**提示文**.
****************************************

「瓢鮎図(ひょうねんず)」とは?
国宝「瓢鮎図(ひょうねんず)」は、室町時代に描かれた瓢簞(ひょうたん)と鯰(なまず)がテーマの不思議な水墨画。どこかミステリアスで、一度見たら忘れられなくなる作品です。室町幕府の4代将軍・足利義持の命によって、当時の一流の画僧が手がけた絵と、京都五山の英知が結集した賛。「瓢鮎図」には、室町時代の粋が凝縮しているのです。
「瓢鮎図」のテーマは?
室町幕府の4代将軍・足利義持はある時、「丸くすべすべした瓢箪で、ぬるぬるした鮎を抑え捕ることができるか」という公案(禅問答)を考え、そのテーマとなる絵を画僧(絵を描く禅僧)の如拙(じょせつ)に命じました。それを受けて如拙が、公案にふさわしい画題として描いたのがこの作品の下の部分の絵です。
如拙「瓢鮎図」大岳周崇ら31僧賛 応永22年(1415)以前 紙本墨画淡彩 1幅 111.5×75.8cm 退蔵院 京都
作者である如拙は、室町時代の応永年間(1394~1428年)に相国寺を中心に活躍した画僧です。かの有名な水墨画の名手・雪舟(せっしゅう)の師匠の画僧・周文(しゅうぶん)に絵を教えたのが、だれあろうこの如拙。如拙は日本の水墨画のパイオニアであり、後の狩野派や長谷川等伯から漢画の祖とも称えられた偉大なる画僧だったのです。
「瓢鮎図」の絵の見どころはこの7つ!
瓢鮎図の見どころ1 中央に公案のテーマを端的に表現
この絵の主題は、瓢箪を持った男とナマズ。しかも、滑りやすいことを強調するように、ナマズはもとより、竹や水流、岸辺などを曲線で描き、男との対比を際立たせています。もしも、男とナマズがいなければ単なる美しい山水画ですが、戯画的な男とナマズの違和感が、この絵に特別な緊張感を与えています。
瓢鮎図の見どころ2 将軍の命で禅僧31人が禅問答をした記録
禅の公案は高僧と弟子の間で行われる私的なものですが、室町幕府4代将軍足利義持は知恵者として知られた高僧名僧を集め、「瓢鮎図」をテーマにして禅問答を決行。この絵は当時の権力者の知的レベルの高さを示すものでもあります。当初は衝立(ついたて)に仕立てて座右(ざゆう)に置いていたとされるが、現在は掛幅(かけふく)に改装されています。

****************************************

**提供資料**.
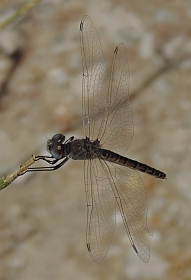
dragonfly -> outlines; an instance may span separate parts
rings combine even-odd
[[[47,141],[49,156],[37,156],[47,166],[29,171],[53,171],[70,159],[83,160],[87,201],[87,249],[95,262],[106,256],[116,223],[117,207],[139,258],[148,262],[147,197],[140,172],[159,179],[166,174],[126,157],[133,137],[129,101],[129,66],[124,43],[118,44],[108,71],[96,28],[89,16],[80,23],[82,120],[84,138],[62,133]]]

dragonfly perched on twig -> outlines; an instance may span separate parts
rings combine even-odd
[[[87,248],[95,262],[109,249],[116,221],[116,205],[137,255],[148,262],[145,239],[147,199],[138,171],[164,179],[166,174],[125,157],[133,137],[129,102],[129,68],[126,47],[120,43],[113,56],[110,78],[101,43],[89,16],[80,23],[83,63],[82,119],[84,139],[56,134],[47,142],[51,156],[37,156],[49,164],[28,171],[53,171],[69,159],[84,161],[87,200]]]

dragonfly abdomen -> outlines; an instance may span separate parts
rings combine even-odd
[[[105,159],[110,162],[114,162],[119,165],[127,166],[131,169],[136,169],[140,172],[147,173],[159,179],[165,179],[166,174],[162,171],[159,171],[151,166],[148,166],[144,163],[138,162],[136,160],[123,157],[117,153],[114,153],[110,150],[100,149],[102,159]]]

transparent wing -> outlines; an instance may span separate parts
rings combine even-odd
[[[133,137],[133,118],[129,101],[129,67],[126,47],[120,43],[114,51],[105,127],[98,139],[104,148],[125,154]]]
[[[111,184],[119,206],[121,216],[129,236],[130,243],[144,262],[150,258],[150,247],[146,236],[147,226],[147,197],[144,184],[137,171],[126,167],[105,163],[108,173],[113,178]]]
[[[84,133],[85,137],[95,140],[98,137],[97,129],[101,126],[108,98],[107,67],[97,31],[89,16],[85,16],[80,23],[80,36]]]
[[[97,31],[88,16],[80,24],[83,62],[82,114],[85,136],[104,148],[125,153],[133,137],[126,47],[114,52],[109,75]]]
[[[95,262],[100,262],[110,247],[116,220],[116,200],[111,182],[99,159],[84,161],[87,199],[88,251]],[[106,167],[106,166],[105,166]]]

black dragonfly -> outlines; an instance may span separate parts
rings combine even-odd
[[[148,262],[150,248],[145,239],[147,198],[141,171],[156,178],[166,174],[125,157],[133,137],[129,102],[129,67],[126,47],[115,51],[108,76],[99,36],[89,16],[80,23],[83,63],[82,119],[84,139],[56,134],[47,141],[51,156],[37,156],[49,166],[28,171],[52,171],[69,159],[84,161],[87,200],[87,249],[95,262],[109,250],[116,221],[116,205],[137,255]],[[108,78],[109,77],[109,78]],[[122,156],[123,155],[123,156]]]

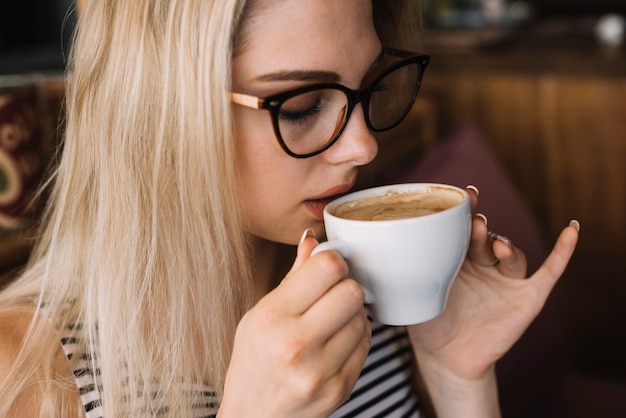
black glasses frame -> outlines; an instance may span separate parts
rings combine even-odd
[[[236,103],[242,106],[251,107],[254,109],[268,110],[272,117],[272,125],[274,127],[274,133],[276,135],[276,138],[278,139],[278,143],[280,144],[281,148],[287,154],[289,154],[290,156],[294,158],[313,157],[315,155],[321,154],[322,152],[326,151],[328,148],[332,147],[335,144],[335,142],[337,142],[337,140],[343,133],[344,128],[348,124],[348,120],[350,119],[350,115],[352,115],[352,111],[354,110],[354,108],[356,107],[358,103],[363,104],[363,114],[365,115],[365,123],[367,124],[368,129],[370,129],[370,131],[372,132],[384,132],[384,131],[393,129],[394,127],[398,126],[398,124],[400,124],[400,122],[402,122],[404,118],[406,117],[406,115],[409,113],[409,111],[411,110],[411,107],[413,106],[413,103],[415,103],[417,94],[419,93],[420,86],[422,84],[422,77],[424,76],[424,71],[426,70],[426,66],[428,65],[430,61],[430,56],[417,54],[415,52],[410,52],[410,51],[403,51],[399,49],[391,49],[391,48],[385,48],[383,52],[385,55],[398,57],[400,58],[400,60],[397,62],[394,62],[393,64],[391,64],[390,66],[382,70],[381,72],[377,73],[376,76],[373,77],[371,81],[367,84],[367,86],[359,90],[352,90],[351,88],[346,87],[342,84],[338,84],[338,83],[322,83],[322,84],[313,84],[313,85],[306,86],[306,87],[300,87],[294,90],[285,91],[285,92],[274,94],[272,96],[268,96],[264,98],[251,96],[247,94],[241,94],[241,93],[231,93],[231,100],[233,101],[233,103]],[[375,126],[372,125],[372,122],[370,121],[370,116],[369,116],[370,97],[372,93],[374,92],[374,88],[378,85],[378,83],[383,78],[387,77],[390,73],[398,70],[399,68],[402,68],[408,65],[413,65],[413,64],[419,65],[420,71],[419,71],[417,83],[411,95],[411,99],[408,102],[406,109],[404,110],[404,113],[401,116],[399,116],[397,121],[394,122],[392,125],[386,126],[384,128],[376,128]],[[348,99],[348,108],[346,110],[346,114],[343,118],[341,125],[335,131],[335,134],[333,135],[333,137],[330,138],[328,142],[326,142],[320,149],[306,153],[306,154],[297,154],[291,151],[287,147],[287,144],[285,143],[280,133],[280,127],[279,127],[280,107],[285,101],[291,99],[294,96],[297,96],[302,93],[308,93],[311,91],[324,90],[324,89],[339,90],[346,95]]]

****************************************

**行う作業**.
A - 瓢鮎図の文章によると、如拙に絵を描くよう命じたのはだれか。
B - 瓢鮎図の文章にある「どこかミステリアスで、一度見たら忘れられなくなる作品です。」という一文を英語に訳してください。
C - 瓢鮎図の文章から、「国宝「瓢鮎図(ひょうねんず)」で始まり「この作品の下の部分の絵です。」で終わる部分を原文のまま抜き出せ。

**結果一覧**.
A - 室町幕府の4代将軍・足利義持。

B - It is a somewhat mysterious work that you cannot forget once you have seen it.

C -
国宝「瓢鮎図(ひょうねんず)」は、室町時代に描かれた瓢簞(ひょうたん)と鯰(なまず)がテーマの不思議な水墨画。どこかミステリアスで、一度見たら忘れられなくなる作品です。室町幕府の4代将軍・足利義持の命によって、当時の一流の画僧が手がけた絵と、京都五山の英知が結集した賛。「瓢鮎図」には、室町時代の粋が凝縮しているのです。
「瓢鮎図」のテーマは?
室町幕府の4代将軍・足利義持はある時、「丸くすべすべした瓢箪で、ぬるぬるした鮎を抑え捕ることができるか」という公案(禅問答)を考え、そのテーマとなる絵を画僧(絵を描く禅僧)の如拙(じょせつ)に命じました。それを受けて如拙が、公案にふさわしい画題として描いたのがこの作品の下の部分の絵です。